ABOUT THIS TASK
The word "guava" marks the lines to copy; find all of them in the entries below.
[GIVEN ENTRIES Boundary: Start]
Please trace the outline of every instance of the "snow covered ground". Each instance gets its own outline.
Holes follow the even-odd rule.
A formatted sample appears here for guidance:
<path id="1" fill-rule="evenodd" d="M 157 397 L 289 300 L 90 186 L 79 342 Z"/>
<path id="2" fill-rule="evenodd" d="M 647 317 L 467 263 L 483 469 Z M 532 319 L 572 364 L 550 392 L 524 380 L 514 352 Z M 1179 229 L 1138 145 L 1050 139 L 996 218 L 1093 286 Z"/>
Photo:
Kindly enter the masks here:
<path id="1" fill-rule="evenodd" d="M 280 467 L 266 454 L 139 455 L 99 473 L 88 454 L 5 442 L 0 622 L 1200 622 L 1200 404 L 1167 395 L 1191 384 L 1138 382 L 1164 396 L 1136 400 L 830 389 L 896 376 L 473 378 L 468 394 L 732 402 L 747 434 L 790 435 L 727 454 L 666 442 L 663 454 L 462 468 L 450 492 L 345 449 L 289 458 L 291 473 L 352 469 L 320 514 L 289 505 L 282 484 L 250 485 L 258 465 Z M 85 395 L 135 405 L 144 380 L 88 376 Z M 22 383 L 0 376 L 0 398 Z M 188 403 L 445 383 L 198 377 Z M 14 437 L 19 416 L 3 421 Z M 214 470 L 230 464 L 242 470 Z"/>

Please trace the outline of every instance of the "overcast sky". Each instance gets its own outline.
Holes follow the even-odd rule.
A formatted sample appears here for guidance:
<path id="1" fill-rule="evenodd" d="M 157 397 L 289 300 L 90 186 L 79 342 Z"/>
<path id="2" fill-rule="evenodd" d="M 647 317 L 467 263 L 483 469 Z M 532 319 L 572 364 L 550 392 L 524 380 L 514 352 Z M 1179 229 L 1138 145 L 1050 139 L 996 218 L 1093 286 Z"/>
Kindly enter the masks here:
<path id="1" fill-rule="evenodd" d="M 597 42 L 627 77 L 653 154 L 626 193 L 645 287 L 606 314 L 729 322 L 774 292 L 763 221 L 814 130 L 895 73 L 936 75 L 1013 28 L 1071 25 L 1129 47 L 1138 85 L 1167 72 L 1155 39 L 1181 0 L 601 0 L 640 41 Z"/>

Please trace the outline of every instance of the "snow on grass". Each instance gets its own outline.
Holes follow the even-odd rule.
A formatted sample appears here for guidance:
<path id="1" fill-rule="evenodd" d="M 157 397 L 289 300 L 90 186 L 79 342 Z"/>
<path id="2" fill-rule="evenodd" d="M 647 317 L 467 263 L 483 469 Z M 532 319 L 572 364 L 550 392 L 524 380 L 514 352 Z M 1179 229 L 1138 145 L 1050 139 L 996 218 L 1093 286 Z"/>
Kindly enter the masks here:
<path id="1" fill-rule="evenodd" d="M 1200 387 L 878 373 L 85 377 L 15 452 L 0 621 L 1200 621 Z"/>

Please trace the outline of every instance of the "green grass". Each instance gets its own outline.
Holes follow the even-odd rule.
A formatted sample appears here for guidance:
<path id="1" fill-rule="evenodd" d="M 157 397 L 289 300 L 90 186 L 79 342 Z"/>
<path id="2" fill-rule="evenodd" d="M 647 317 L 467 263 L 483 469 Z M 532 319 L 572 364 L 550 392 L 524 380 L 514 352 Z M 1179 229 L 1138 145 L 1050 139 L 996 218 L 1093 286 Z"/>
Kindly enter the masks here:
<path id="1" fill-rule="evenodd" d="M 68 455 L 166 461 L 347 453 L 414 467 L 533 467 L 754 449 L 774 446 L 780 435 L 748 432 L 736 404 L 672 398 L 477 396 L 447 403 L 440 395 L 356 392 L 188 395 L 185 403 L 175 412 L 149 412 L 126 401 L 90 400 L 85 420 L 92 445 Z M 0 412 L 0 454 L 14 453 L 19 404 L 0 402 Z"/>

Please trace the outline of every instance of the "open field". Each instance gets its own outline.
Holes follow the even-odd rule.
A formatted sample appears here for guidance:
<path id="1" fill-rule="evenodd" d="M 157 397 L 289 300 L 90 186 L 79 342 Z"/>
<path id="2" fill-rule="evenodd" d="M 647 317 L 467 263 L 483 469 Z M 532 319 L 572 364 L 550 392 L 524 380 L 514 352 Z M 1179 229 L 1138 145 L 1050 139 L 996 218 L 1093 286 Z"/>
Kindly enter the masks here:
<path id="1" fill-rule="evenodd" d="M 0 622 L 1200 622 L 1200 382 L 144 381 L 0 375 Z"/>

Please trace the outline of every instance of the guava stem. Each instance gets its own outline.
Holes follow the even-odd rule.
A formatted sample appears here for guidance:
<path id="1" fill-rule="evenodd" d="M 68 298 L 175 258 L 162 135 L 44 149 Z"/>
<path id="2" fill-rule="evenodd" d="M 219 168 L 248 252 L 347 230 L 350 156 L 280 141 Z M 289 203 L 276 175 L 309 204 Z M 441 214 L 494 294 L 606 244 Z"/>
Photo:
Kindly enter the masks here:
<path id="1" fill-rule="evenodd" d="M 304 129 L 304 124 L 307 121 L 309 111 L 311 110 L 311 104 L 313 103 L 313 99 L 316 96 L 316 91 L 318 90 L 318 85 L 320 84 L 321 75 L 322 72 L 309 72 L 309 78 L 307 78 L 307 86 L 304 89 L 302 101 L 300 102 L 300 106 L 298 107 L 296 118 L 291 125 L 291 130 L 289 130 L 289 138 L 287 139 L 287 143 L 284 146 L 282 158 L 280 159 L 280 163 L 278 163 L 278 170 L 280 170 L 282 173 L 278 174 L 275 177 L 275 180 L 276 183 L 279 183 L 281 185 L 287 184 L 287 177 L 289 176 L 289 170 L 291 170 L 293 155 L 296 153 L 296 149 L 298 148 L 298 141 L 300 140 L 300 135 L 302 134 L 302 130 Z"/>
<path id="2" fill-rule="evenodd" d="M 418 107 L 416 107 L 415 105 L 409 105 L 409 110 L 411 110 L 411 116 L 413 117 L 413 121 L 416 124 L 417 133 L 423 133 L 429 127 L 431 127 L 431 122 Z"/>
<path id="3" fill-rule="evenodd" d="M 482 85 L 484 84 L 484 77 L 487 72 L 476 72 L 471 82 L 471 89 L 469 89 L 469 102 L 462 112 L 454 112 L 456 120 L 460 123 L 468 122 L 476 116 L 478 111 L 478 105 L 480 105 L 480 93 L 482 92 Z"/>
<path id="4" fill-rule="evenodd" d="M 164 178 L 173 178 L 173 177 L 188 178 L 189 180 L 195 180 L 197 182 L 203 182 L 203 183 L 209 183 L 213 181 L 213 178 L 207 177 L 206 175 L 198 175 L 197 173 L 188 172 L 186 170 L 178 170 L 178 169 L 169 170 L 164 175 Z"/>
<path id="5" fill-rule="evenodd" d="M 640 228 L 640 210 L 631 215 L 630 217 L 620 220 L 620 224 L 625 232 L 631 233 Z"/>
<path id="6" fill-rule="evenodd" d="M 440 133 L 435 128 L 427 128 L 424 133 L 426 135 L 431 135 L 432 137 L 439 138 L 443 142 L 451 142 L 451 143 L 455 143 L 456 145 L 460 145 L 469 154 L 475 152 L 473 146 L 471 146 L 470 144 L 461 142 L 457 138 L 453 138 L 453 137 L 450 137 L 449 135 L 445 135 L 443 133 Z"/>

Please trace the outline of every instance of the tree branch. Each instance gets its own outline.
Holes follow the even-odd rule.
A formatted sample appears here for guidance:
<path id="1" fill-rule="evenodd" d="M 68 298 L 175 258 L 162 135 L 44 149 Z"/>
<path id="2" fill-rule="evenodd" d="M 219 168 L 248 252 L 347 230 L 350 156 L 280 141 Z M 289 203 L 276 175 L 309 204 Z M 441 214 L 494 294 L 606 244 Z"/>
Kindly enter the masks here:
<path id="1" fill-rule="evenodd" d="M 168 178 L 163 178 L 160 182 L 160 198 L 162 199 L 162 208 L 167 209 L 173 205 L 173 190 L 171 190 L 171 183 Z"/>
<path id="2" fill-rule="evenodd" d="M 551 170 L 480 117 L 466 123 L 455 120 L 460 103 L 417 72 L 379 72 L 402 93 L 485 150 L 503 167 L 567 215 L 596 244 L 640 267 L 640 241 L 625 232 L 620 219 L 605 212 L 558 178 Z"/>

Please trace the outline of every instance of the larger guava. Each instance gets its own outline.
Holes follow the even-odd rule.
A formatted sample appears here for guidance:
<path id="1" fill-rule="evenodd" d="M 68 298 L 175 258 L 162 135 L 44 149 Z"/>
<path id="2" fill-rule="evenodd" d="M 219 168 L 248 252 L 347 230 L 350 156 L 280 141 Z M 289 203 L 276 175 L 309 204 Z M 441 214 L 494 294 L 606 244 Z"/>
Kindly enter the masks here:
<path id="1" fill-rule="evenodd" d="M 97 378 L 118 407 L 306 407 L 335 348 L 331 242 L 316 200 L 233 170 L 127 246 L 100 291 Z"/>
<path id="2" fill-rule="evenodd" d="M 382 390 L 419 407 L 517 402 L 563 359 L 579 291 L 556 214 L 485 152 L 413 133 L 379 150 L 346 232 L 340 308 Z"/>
[GIVEN ENTRIES Boundary: End]
ANSWER FOR THIS EXERCISE
Please trace the outline of every instance of the guava stem. Each instance gets its own outline.
Please trace the outline of every instance of the larger guava. Each instance gets its own outline.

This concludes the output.